## TEXT SECTION:
----------
A pleasant consequence is the cost structure. With no inference bill and no residential-proxy bytes in the default path, the marginal cost of a profile is a fraction of a cent, so the price reflects the lookup itself rather than a model call. That is what lets the per-domain price sit comfortably below the subscription technology databases.

One homepage fetch per domain

I considered crawling several pages per site to catch technologies that only appear on, say, a checkout or a careers page. I didn’t, for two reasons. First, the overwhelming majority of a site’s stack is site-wide — analytics, tag managers, the CDN, the framework, the consent banner all load on every page, including the homepage. Second, one fetch per domain keeps the cost legible and the billing honest: one domain, one charge, and your domain-list length is your spend cap. A multi-page crawl would multiply cost for a long-tail of extra detections that mostly aren’t there. If demand proves otherwise, a deeper crawl is an additive option, not a rewrite.

Charge per successful fetch — even when nothing matches

A domain that is fetched cleanly but matches no signature is a valid answer: “this site runs none of the technologies I know how to detect.” That is useful information, and I paid for the fetch to produce it, so it is charged like any other success. What is never charged is a failure — a domain that can’t be reached or returns no usable page. The line is “did we successfully analyze the page,” not “did we find something,” because the latter would quietly punish the Actor for being honest about a clean site.
----------
## DATASET:

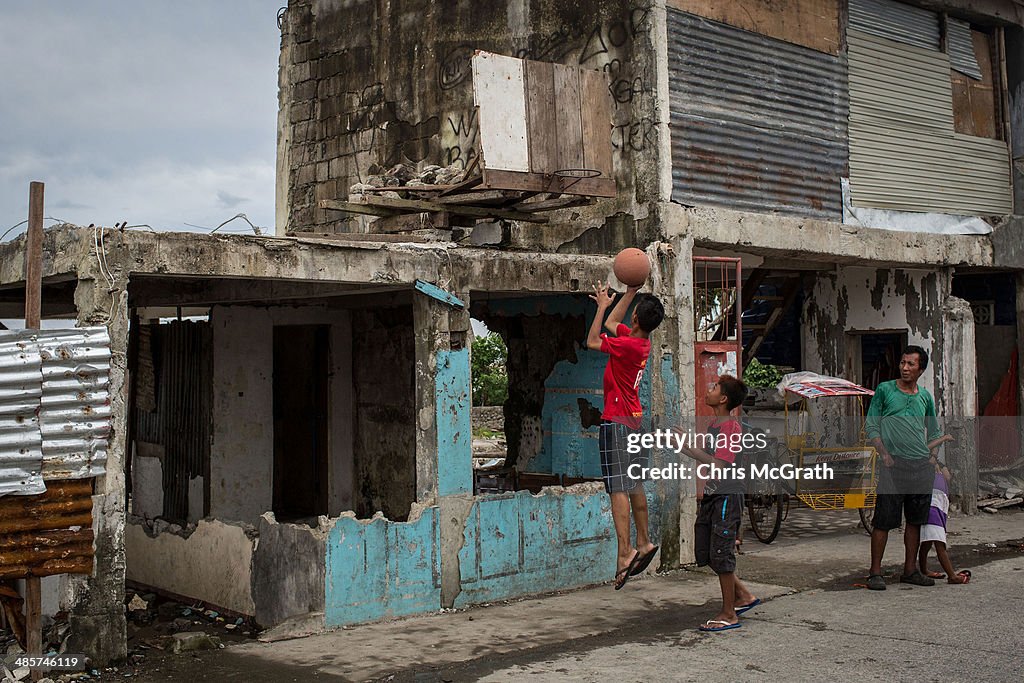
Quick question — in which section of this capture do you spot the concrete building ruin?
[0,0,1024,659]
----------
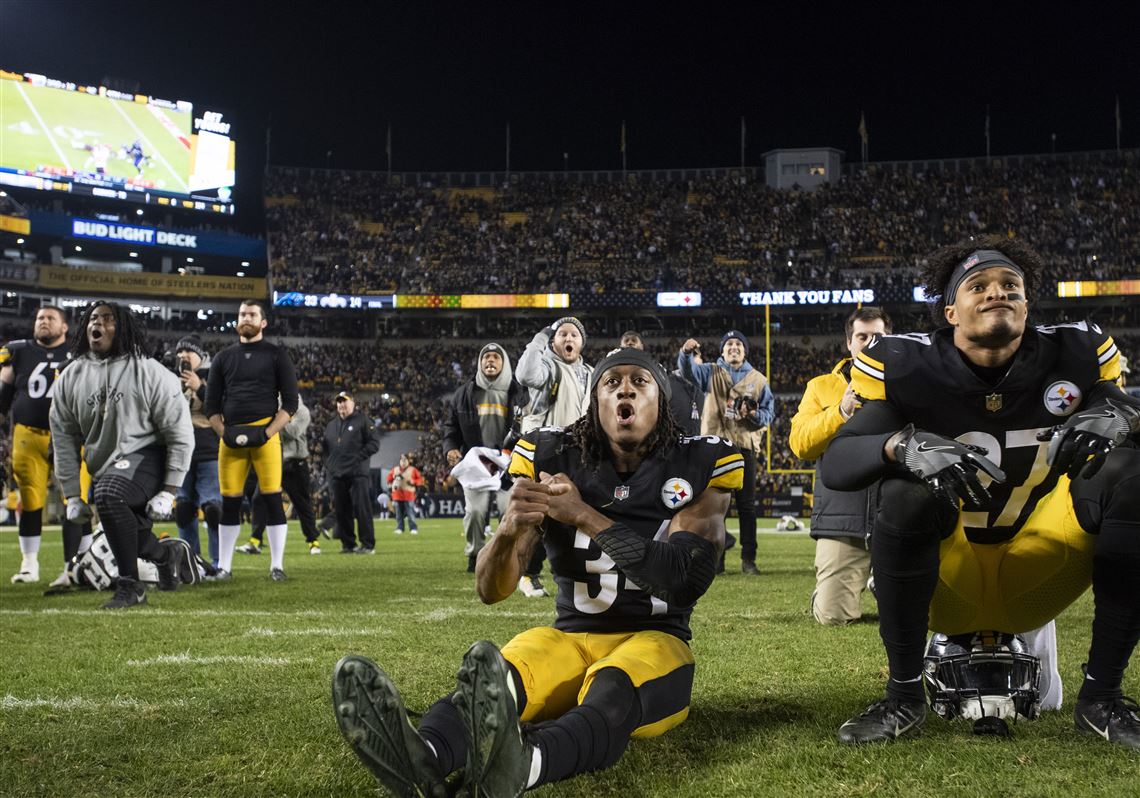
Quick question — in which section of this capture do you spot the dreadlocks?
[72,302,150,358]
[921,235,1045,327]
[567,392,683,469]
----------
## OBJECTIVE A:
Output as a JSON list of strings the entries from the line with "spot the dreadlocks?" up to and including the line with "[567,392,683,469]", one string per line, with blank lines left out.
## OBJECTIVE B:
Write what comes next in the text on per-domain fetching and charging, starting after its last sentence.

## FINAL RESULT A:
[
  "Quick question — in which section of this capture do you spot the dreadlocks?",
  "[72,302,150,358]",
  "[921,235,1045,327]",
  "[567,392,683,469]"
]

## FINAL RESULT B:
Basic-first fetching, and where I stopped

The fetch goes through a shared adaptive layer: it tries the cheap raw-HTML path first and escalates to a full JavaScript render only when a site blocks or thins the plain request. That ordering matters because raw HTML already contains the loader tags for almost every third-party technology — the analytics snippet, the consent script, the payment SDK are all referenced by a <script src> in the initial markup even on a heavy single-page app. So the common case stays nearly free, and the render is reserved for the sites that genuinely need it.

The interesting decision was where to stop. The fetch layer can go further — all the way to a residential, stealth-cleared session that defeats the hardest bot walls. I deliberately don’t use that tier here. At a per-domain price, a residential fetch costs more than the profile is worth, so paying for it would mean either losing money on every hard site or raising the price for everyone to subsidize a minority. Instead, a site that’s bot-walled beyond the rendered fetch simply fails — and a failure is free. That’s the honest tradeoff: this Actor reaches the large majority of public company sites cheaply, and the genuinely fortified ones return a clean “couldn’t reach it” rather than a silent, expensive, or fabricated answer.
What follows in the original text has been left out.